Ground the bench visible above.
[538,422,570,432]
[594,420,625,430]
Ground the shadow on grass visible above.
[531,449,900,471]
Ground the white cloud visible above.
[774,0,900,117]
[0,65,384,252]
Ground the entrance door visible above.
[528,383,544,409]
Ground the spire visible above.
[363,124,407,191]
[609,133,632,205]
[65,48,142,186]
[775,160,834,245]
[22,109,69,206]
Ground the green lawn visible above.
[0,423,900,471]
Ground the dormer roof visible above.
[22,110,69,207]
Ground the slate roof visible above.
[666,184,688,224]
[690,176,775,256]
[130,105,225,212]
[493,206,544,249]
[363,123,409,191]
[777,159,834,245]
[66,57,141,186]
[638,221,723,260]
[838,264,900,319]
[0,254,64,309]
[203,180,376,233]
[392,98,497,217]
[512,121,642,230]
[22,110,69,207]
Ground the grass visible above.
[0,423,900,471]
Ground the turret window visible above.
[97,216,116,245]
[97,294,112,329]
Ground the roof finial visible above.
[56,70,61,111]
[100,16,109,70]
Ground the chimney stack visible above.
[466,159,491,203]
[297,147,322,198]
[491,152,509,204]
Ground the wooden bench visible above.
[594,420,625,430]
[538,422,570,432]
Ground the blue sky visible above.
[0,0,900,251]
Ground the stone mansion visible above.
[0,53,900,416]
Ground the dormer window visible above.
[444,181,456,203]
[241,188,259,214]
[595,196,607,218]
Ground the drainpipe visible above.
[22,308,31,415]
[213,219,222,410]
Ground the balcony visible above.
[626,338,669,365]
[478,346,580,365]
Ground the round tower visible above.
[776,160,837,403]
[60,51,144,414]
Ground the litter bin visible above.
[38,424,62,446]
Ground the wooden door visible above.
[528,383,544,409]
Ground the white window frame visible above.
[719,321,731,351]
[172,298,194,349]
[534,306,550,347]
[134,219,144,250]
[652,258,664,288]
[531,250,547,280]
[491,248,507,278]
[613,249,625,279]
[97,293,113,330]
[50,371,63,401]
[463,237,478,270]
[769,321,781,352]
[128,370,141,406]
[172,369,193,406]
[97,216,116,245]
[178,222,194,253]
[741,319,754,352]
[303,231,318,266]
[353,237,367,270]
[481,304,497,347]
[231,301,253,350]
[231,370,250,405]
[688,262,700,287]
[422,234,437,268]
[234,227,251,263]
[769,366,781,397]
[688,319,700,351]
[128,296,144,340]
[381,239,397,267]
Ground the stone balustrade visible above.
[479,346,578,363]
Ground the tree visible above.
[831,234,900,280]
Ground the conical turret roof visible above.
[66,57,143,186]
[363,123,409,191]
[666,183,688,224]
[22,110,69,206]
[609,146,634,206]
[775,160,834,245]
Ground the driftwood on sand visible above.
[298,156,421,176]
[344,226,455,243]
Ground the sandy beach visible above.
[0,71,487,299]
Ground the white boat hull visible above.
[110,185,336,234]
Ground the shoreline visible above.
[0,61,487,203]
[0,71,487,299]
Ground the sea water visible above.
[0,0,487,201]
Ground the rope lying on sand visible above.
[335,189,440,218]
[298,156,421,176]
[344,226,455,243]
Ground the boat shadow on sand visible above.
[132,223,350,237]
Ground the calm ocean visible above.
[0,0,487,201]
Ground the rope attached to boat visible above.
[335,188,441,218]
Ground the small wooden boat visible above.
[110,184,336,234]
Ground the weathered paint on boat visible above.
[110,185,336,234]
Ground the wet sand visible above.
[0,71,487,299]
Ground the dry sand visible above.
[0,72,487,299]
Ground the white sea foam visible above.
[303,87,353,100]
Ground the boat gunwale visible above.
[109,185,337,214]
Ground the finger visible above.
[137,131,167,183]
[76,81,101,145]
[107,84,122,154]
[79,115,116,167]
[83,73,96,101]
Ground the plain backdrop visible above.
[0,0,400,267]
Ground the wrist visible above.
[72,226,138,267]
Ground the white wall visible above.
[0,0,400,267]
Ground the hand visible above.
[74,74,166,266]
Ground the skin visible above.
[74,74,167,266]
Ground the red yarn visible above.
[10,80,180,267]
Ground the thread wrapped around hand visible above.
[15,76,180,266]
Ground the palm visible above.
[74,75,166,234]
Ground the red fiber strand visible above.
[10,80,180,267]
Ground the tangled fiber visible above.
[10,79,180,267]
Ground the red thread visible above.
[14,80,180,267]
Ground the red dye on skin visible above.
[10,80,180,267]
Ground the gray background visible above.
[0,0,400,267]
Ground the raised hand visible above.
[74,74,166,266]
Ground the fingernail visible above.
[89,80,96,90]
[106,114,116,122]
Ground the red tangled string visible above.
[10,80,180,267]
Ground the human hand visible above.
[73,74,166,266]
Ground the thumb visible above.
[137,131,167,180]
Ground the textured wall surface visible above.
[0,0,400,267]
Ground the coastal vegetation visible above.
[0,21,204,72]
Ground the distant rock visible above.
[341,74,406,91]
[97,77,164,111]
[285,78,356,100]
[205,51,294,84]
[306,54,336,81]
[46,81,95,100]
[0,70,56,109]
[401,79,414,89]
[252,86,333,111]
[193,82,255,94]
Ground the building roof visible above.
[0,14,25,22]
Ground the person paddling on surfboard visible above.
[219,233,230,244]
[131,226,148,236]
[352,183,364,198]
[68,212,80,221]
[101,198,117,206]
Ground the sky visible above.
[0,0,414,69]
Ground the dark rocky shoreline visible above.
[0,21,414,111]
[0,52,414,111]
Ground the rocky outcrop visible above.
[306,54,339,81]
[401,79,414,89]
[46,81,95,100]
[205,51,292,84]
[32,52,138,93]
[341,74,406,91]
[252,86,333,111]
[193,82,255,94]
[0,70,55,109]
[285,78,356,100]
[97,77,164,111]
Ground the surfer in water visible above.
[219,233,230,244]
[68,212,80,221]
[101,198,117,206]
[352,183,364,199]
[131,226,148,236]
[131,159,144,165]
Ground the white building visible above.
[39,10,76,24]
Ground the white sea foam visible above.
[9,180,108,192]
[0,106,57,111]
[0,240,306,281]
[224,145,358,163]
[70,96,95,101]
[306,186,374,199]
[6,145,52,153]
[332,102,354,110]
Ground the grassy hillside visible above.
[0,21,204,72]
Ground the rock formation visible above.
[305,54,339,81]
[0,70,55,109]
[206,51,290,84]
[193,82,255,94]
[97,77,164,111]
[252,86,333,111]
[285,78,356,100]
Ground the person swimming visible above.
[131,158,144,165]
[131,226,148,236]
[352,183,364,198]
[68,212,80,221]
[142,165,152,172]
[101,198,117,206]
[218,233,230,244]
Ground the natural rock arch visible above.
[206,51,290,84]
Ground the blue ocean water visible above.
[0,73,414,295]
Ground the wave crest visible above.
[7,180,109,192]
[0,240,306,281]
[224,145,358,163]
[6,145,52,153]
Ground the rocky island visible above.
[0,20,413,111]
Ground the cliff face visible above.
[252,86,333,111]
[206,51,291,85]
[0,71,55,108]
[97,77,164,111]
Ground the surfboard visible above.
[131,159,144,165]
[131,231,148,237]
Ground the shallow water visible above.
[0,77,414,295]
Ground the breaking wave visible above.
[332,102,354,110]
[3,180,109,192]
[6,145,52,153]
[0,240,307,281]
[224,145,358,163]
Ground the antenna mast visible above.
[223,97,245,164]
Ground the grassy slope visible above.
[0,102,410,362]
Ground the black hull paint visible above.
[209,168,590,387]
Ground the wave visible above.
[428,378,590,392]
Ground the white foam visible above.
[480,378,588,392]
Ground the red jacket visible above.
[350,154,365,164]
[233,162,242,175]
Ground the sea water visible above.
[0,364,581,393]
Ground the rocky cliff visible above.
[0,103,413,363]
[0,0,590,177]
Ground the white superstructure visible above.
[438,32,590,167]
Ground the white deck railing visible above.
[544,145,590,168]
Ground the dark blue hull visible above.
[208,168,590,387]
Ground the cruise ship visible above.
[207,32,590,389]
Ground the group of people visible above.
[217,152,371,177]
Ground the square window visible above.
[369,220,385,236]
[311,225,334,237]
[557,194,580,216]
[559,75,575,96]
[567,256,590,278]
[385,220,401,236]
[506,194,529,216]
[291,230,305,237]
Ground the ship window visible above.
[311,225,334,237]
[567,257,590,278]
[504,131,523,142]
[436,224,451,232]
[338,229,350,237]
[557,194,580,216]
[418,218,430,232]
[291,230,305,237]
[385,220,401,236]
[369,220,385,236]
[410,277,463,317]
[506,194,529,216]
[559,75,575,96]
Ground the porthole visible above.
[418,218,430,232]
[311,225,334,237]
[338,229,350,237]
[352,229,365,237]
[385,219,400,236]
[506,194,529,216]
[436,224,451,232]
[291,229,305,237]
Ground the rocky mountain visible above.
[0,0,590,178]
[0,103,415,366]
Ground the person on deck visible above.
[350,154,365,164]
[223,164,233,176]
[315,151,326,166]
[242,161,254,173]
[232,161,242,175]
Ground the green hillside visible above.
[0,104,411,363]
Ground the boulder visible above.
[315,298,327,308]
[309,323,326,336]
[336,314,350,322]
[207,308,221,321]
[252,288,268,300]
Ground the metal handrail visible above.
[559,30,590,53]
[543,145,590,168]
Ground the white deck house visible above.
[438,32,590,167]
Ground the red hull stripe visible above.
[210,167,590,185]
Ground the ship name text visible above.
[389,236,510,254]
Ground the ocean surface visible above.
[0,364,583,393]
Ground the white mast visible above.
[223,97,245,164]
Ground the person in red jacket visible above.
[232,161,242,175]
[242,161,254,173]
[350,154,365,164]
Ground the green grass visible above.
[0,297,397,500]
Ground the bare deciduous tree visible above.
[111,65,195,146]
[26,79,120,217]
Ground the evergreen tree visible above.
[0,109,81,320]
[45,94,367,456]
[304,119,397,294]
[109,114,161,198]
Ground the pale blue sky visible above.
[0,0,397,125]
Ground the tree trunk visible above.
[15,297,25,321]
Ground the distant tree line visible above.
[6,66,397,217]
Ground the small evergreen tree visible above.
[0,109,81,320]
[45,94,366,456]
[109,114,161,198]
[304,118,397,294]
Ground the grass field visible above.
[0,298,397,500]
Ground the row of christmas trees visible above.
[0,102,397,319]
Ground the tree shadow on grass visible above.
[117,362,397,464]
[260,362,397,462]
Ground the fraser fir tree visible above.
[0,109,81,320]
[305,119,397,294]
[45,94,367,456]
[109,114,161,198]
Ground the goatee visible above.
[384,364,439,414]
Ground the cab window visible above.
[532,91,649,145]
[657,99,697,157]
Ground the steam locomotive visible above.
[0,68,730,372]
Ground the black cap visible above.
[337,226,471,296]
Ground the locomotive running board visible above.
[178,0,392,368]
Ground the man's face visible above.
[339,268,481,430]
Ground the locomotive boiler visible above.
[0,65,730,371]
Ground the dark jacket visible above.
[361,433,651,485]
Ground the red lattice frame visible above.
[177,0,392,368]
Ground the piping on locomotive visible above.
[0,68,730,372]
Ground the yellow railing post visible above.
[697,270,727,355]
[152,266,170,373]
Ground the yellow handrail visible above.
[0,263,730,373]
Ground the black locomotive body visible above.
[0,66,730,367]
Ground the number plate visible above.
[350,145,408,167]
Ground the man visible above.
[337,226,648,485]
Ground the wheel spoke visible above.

REQUEST - Could you write out the entries again, from the line containing "Ground the goatee visible above." through the end of the entries, with every "locomotive" changed to "engine" and nothing else altered?

CORRECT OUTPUT -
Ground the goatee visible above.
[384,364,439,414]
Ground the cab window visible above.
[532,91,649,145]
[657,99,697,157]
Ground the steam engine visible above.
[0,68,730,372]
Ground the black cap visible above.
[337,226,471,296]
Ground the engine running board visible above.
[178,0,392,368]
Ground the man's face visible above.
[339,268,481,430]
Ground the engine boiler visible above.
[0,65,730,371]
Ground the dark jacket visible above.
[361,433,651,485]
Ground the red lattice frame visible above.
[177,0,392,368]
Ground the piping on engine visible above.
[0,68,730,372]
Ground the yellow railing post visible above.
[697,270,727,355]
[152,266,170,373]
Ground the yellow handrail visible above.
[0,263,730,373]
Ground the black engine body visible above.
[0,66,730,367]
Ground the number plate visible above.
[350,145,408,167]
Ground the man visible above.
[337,226,648,485]
Ground the wheel spoke visible above.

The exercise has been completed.